(Beginning of EXERCISE INPUT)

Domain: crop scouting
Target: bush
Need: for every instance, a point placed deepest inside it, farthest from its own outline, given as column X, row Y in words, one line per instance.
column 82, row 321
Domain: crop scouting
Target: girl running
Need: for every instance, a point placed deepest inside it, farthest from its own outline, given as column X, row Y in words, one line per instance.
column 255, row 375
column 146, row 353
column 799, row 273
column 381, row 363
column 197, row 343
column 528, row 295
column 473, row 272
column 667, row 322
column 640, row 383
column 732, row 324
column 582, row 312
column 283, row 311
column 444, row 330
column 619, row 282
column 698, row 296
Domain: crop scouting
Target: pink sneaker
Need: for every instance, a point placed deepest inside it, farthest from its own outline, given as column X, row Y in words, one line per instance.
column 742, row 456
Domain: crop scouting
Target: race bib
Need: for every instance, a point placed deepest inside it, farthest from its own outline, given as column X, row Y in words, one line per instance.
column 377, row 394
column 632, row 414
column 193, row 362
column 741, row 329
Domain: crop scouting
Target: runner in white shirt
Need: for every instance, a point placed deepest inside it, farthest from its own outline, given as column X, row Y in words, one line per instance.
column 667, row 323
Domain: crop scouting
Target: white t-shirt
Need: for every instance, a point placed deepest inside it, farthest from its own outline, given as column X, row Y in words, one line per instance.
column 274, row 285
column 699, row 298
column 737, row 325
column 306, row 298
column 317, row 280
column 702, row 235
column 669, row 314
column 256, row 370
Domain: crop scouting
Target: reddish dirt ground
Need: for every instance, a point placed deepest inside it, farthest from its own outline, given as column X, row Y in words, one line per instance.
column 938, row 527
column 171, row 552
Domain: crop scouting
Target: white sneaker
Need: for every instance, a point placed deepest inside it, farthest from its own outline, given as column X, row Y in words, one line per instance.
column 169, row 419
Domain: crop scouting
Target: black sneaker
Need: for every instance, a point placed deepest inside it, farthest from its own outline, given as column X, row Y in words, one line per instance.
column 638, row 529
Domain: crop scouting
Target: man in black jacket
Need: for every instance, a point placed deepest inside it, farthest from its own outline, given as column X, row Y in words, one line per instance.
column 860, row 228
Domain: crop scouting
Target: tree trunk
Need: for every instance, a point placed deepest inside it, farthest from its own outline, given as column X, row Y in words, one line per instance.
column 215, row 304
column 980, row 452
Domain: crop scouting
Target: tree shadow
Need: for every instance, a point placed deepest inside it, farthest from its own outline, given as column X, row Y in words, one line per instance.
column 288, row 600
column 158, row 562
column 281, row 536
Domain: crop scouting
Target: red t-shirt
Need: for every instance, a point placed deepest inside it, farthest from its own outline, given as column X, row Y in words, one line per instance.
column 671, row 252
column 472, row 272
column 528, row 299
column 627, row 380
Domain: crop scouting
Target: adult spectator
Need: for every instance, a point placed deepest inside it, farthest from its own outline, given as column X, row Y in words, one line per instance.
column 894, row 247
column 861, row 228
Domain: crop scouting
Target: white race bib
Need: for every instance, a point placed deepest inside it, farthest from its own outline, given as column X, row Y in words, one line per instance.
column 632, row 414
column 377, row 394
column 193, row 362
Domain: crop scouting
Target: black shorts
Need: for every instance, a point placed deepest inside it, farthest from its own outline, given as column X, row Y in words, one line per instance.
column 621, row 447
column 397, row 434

(End of EXERCISE INPUT)

▶ WORK ITEM:
Give back, unchanged, the run of lines in the listing above that begins at the line containing "Target: race bib" and ends at the line containing "Target: black sneaker", both included.

▶ RESPONSE TO THE TASK:
Target: race bib
Need: for every instance, a point placed deepest inside it, farthest from its own outline, given as column X, row Y in words, one line per instance.
column 377, row 394
column 632, row 414
column 193, row 362
column 741, row 329
Domain: crop scouting
Target: runner in white shirt
Need: for every instance, a point placed deepest inside it, farthest from its own outline, given as column X, row Y in words, one line per instance.
column 667, row 323
Domain: crop scouting
Target: white t-shirt
Need: for every instance, a point placed deepest inside it, farthest from its own outline, given as column X, row Y in words, one line per instance.
column 274, row 285
column 699, row 298
column 737, row 325
column 306, row 298
column 317, row 280
column 702, row 235
column 669, row 314
column 256, row 370
Domain: crop scouting
Target: reddish dirt ground
Need: for every instance, a point placed deepest inside it, farthest from its own outline, given as column X, row Y in words, one line per instance.
column 938, row 527
column 171, row 552
Domain: crop scouting
Target: white sneaker
Need: for every instance, a point placed deepest inside it, farthest from its own outline, given as column X, row Y in words, one line per instance.
column 169, row 419
Domain: crop scouting
Target: black sneaker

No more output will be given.